▶ **Given entries**:
---+---

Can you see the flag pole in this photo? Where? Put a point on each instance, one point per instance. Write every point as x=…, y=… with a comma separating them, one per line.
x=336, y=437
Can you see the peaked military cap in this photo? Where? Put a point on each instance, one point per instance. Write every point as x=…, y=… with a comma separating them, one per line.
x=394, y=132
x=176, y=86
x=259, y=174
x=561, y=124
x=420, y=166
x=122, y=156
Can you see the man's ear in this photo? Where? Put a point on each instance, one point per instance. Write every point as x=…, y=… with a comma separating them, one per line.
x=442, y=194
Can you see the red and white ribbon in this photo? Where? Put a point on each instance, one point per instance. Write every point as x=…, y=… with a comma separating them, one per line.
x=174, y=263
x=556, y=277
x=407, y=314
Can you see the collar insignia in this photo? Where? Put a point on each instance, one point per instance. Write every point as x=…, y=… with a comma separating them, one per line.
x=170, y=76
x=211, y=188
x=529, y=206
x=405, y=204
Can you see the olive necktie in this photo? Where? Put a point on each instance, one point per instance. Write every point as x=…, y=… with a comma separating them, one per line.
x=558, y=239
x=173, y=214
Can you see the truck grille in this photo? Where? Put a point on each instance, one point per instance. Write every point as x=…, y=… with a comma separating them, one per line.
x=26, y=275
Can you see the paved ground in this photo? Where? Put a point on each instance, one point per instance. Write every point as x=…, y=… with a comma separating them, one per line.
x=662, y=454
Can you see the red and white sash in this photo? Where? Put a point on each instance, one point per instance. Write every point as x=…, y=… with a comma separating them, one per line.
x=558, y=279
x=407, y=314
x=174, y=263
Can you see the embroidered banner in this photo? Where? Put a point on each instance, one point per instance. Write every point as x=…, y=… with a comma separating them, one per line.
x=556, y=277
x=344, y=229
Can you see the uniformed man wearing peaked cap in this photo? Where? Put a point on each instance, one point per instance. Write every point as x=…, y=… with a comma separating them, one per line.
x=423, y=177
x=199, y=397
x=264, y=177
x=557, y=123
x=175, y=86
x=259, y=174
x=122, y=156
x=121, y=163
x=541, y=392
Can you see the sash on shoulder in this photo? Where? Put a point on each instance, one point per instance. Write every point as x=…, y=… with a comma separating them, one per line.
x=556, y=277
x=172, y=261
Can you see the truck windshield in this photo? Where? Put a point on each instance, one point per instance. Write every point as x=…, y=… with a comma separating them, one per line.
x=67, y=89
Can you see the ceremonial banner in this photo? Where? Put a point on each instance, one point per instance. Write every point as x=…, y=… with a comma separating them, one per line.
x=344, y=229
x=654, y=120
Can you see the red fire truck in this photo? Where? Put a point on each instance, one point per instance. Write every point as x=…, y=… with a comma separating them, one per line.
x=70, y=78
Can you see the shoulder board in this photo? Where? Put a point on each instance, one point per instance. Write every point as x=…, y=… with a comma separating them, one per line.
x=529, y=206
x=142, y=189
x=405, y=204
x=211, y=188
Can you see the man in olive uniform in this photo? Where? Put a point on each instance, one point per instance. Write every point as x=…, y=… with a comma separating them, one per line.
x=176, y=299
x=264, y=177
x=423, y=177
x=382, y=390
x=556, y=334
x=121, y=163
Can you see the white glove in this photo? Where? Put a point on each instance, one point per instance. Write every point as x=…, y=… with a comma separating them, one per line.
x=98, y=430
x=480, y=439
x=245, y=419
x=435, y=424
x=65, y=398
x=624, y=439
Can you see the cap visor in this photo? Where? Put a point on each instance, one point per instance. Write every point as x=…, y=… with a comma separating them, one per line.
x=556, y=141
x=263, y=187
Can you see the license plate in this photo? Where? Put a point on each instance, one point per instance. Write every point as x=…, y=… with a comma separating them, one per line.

---+---

▶ **Description of the task**: Retype the listing above in full, with no alterations.

▶ **Reply to the task**:
Can you see the flag pole in this photo? Where? Put a point on each instance, one point per instance. Write every point as x=…, y=… with a comma separating them, one per line.
x=336, y=437
Can you see the peaked military cap in this photo? Where? Put a point on each instance, one point per instance. Write every point as x=…, y=… with a comma separating them, one per line.
x=394, y=132
x=176, y=86
x=259, y=174
x=561, y=124
x=420, y=166
x=122, y=156
Can you see the man's ear in this photo? Where? Put a point on each instance, one point per instance. Write every point as x=…, y=… with a comma separating them, one per line.
x=442, y=194
Can you see the red and white ribbon in this photo? Where? Put a point on each instance, one point per instance. Write every point as x=…, y=… with a comma separating them, one per line.
x=174, y=263
x=556, y=277
x=407, y=314
Can you see the collar insignia in this photo? Where? Put a point on each instance, one point per instance. Write every point as x=…, y=… with a comma separating them, one per line.
x=170, y=76
x=211, y=188
x=529, y=206
x=405, y=204
Can you see the olive necktie in this photo? Where? Put a point on each instance, one point per instance. Write every point as x=…, y=… with a comma separating them, one per line.
x=558, y=239
x=173, y=214
Can you see the truck grille in this photo? Where? Put a point on each instance, one point per instance. Write every point as x=…, y=… with a comma separating them, one per line.
x=26, y=275
Can you see the paved ground in this photo? Where? Put a point on each instance, one point per instance. Write every point as x=…, y=… with a comma separating them, one per line.
x=662, y=454
Can you see the red and white sash in this photo? Where? Put a point on each instance, one point per instance. Write every point as x=…, y=… with a comma separating them, one per line.
x=558, y=279
x=407, y=314
x=174, y=263
Can you see the embroidered banner in this photo? Where? Put a point on each instance, one point per instance. Write every point as x=…, y=… with a comma separating them, one per line.
x=556, y=277
x=344, y=229
Can you see the uniformed man wearing peaked cap in this photo? Where? Put a point on each instance, one point per instance. Write every point as x=…, y=… with a comma separating them, one per line.
x=423, y=177
x=199, y=397
x=264, y=177
x=557, y=123
x=175, y=86
x=259, y=174
x=122, y=156
x=121, y=163
x=541, y=392
Can you see the sash on shoulder in this photo? Where? Put a point on each instance, one point per instance. Write every point as x=…, y=… with a comma separating them, one per line.
x=556, y=277
x=172, y=261
Can you see the truck windshield in this photo? Where? Put a point on each instance, one point per instance. Write every point as x=…, y=… with a comma separating them, one per line.
x=67, y=89
Can you see the ceremonial banner in this photo? Where? Put a point on each instance, one point per instance. Write every point as x=…, y=… with a comma separating them, one per line.
x=344, y=229
x=654, y=120
Can you see the red fire truck in this photo? Where? Put a point on each instance, one point per instance. Write every point as x=…, y=… with a comma separating them, one per line.
x=70, y=78
Can you see the shoulder board in this photo? Where? Put a point on each instance, one point per instance. Write every point as x=…, y=… with a comma separating them, one per line.
x=529, y=206
x=142, y=189
x=405, y=204
x=211, y=188
Can you see the man in olive uniform in this photo? Where? Put a point on each instance, one point per instance. Write every point as x=…, y=… with a comma separating them, one per line.
x=176, y=299
x=264, y=177
x=423, y=177
x=382, y=390
x=556, y=334
x=121, y=163
Can you see the white glove in this photo? Where? Put a point on each instance, one point per instance. Write every point as x=…, y=… with a comma separating them, one per line.
x=98, y=430
x=480, y=439
x=245, y=419
x=435, y=424
x=65, y=398
x=624, y=439
Can you see the cap visor in this photo? Where? Put a point on each instance, one point per instance. Write every point as x=…, y=… with a comma separating them, one per line.
x=556, y=141
x=263, y=187
Can you see the license plate in this photo? Where? Put a point on each instance, one point per instance. Write every point as x=…, y=… with a comma separating them, one per line.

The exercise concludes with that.